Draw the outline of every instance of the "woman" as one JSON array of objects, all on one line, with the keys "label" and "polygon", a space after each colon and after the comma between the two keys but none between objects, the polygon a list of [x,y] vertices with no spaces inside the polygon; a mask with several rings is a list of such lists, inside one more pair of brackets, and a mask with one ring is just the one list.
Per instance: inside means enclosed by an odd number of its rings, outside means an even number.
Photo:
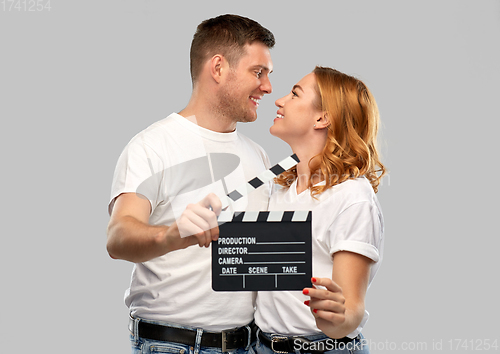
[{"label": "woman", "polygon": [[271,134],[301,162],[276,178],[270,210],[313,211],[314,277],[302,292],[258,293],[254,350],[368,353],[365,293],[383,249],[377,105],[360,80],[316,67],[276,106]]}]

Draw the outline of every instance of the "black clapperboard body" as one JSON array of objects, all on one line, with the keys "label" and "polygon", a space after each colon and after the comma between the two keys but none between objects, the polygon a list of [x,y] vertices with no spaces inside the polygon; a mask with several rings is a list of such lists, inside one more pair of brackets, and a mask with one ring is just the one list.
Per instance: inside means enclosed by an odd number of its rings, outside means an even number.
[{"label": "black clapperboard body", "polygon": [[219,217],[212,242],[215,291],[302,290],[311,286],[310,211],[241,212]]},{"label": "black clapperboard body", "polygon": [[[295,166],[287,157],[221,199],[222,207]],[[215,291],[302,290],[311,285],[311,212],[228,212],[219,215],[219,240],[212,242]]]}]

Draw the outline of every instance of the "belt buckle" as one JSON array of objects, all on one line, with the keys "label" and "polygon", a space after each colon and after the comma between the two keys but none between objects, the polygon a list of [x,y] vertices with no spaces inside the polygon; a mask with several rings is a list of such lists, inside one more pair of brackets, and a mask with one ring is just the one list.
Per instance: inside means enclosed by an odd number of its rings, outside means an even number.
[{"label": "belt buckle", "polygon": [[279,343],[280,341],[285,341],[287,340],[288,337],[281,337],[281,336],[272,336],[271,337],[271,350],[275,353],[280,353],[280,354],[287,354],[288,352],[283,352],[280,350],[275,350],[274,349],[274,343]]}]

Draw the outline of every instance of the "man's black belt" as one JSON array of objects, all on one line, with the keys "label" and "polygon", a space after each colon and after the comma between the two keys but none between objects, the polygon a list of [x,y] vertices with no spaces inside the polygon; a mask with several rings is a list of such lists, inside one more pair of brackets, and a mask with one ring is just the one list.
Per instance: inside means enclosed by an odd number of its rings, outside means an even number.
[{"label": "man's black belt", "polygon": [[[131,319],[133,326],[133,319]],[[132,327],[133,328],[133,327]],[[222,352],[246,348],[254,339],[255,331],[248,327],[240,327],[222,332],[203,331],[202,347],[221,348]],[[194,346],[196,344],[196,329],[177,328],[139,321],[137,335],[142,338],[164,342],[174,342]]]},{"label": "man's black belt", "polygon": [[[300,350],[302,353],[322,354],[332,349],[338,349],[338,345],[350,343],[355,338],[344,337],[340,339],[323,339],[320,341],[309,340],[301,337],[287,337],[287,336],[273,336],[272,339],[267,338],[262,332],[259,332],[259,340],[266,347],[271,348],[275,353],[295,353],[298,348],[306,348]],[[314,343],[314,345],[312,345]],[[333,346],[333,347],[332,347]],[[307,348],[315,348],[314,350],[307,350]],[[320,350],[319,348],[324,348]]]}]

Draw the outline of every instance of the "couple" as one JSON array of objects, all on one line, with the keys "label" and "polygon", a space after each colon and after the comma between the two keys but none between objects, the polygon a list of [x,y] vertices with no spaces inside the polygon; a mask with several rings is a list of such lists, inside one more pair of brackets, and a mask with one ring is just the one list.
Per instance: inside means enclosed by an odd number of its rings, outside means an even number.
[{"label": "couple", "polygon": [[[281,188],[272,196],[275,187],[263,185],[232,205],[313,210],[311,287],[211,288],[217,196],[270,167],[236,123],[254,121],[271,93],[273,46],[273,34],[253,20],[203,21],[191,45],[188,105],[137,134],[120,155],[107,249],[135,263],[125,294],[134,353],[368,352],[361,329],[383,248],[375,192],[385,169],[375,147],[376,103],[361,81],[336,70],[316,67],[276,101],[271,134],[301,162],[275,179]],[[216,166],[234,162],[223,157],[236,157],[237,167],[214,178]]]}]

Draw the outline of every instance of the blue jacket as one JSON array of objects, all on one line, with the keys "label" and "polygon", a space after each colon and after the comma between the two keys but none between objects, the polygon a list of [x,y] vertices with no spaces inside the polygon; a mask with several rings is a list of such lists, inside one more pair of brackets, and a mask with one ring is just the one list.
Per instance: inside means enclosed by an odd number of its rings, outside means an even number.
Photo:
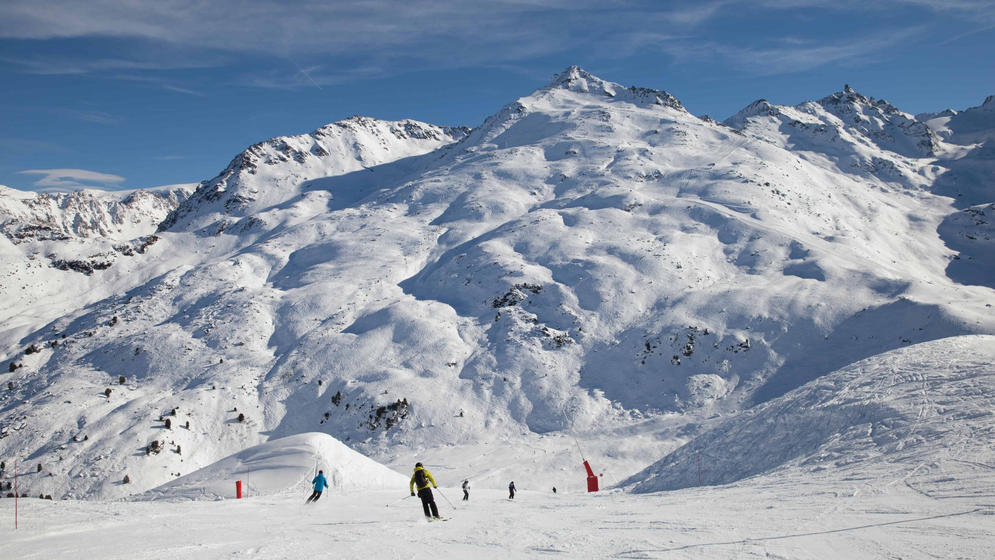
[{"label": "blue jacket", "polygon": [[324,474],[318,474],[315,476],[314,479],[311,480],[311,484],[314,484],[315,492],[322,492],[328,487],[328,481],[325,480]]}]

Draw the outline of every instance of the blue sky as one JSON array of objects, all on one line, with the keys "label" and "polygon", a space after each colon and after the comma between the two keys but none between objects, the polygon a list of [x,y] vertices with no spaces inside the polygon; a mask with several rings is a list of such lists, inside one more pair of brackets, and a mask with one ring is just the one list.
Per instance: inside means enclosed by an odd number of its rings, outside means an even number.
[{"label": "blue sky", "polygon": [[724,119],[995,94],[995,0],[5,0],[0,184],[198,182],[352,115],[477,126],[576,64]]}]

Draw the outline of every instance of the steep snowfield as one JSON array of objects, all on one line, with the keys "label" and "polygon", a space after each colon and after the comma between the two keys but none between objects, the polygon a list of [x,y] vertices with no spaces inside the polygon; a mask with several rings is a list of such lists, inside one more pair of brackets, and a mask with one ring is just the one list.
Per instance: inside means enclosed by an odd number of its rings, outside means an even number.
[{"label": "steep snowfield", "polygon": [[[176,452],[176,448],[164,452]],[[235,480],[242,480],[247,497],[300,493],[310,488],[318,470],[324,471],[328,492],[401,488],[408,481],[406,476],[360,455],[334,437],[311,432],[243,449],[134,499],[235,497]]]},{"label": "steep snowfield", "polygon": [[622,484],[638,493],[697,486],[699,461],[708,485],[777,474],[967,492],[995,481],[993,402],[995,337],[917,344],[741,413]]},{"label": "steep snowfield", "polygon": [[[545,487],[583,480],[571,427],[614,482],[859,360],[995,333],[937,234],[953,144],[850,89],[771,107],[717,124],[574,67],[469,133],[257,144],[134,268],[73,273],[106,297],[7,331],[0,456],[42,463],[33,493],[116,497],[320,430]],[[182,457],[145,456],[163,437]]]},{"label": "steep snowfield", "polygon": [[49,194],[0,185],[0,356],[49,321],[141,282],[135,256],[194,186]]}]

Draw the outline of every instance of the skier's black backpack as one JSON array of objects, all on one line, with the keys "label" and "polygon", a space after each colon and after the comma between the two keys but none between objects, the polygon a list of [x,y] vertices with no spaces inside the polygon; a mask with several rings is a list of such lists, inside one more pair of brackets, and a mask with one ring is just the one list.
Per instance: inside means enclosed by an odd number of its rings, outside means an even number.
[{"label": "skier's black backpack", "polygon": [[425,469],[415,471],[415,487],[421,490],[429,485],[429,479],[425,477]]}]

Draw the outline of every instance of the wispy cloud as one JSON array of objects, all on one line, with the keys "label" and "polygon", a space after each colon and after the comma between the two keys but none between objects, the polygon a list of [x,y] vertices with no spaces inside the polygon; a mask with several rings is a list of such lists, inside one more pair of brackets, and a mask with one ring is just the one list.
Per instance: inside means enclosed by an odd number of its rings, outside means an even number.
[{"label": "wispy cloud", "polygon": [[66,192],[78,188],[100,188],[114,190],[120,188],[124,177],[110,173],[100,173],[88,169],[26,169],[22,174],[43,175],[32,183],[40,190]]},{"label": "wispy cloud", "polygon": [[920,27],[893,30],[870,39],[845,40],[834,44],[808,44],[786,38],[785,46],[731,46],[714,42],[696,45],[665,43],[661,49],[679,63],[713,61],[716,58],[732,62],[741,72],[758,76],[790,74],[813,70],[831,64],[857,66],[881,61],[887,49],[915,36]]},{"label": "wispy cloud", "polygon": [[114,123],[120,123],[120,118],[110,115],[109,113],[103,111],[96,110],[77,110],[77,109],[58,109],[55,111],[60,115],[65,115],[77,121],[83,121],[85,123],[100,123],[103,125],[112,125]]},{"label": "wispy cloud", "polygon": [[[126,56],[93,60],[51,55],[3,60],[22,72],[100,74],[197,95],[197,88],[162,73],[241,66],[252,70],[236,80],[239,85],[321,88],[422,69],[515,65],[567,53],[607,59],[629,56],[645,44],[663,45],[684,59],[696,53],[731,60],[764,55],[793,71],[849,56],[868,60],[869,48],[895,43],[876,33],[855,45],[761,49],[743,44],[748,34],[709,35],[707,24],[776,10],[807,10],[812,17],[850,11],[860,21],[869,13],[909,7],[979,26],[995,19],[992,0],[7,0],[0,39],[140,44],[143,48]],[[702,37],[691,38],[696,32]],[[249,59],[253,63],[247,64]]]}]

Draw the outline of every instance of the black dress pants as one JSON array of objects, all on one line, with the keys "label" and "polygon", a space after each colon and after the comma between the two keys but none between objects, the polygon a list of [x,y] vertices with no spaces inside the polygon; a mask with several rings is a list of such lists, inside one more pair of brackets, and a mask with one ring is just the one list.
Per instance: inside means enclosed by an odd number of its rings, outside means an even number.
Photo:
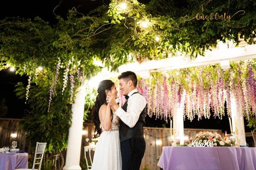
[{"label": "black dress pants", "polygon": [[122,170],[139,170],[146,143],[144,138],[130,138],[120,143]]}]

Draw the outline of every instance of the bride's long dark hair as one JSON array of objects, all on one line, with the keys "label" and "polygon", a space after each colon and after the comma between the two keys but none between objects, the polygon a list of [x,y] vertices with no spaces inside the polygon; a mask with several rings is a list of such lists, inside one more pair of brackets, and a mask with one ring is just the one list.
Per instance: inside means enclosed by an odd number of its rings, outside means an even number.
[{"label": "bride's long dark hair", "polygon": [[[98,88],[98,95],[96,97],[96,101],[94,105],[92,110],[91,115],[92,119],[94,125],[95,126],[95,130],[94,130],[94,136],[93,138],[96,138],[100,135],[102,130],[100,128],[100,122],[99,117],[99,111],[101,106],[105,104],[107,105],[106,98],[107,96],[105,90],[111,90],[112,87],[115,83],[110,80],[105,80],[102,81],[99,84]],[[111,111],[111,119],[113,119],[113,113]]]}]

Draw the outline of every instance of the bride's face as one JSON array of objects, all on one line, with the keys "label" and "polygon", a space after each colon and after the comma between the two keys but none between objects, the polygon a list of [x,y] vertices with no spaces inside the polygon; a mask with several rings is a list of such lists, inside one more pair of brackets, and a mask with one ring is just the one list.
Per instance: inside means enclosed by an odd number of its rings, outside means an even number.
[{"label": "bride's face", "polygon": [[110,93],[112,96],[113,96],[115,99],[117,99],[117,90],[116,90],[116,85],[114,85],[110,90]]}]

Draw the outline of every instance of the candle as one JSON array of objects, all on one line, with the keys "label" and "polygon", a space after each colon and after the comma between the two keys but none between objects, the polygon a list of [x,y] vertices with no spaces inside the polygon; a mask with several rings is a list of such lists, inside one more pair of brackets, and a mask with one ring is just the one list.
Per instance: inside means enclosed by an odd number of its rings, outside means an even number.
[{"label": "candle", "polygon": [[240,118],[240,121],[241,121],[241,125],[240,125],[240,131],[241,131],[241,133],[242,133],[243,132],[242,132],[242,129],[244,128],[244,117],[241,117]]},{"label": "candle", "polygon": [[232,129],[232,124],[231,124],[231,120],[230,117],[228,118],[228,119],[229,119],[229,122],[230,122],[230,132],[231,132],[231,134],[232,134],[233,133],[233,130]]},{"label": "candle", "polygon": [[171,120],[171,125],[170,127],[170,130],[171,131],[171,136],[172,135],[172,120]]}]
* * *
● Kurze Aufgabe
Wie viele Zeilen oben enthalten die Zeichenfolge „face“? Nenne nur die Zahl und achte dabei auf Groß- und Kleinschreibung.

● Antwort folgt
2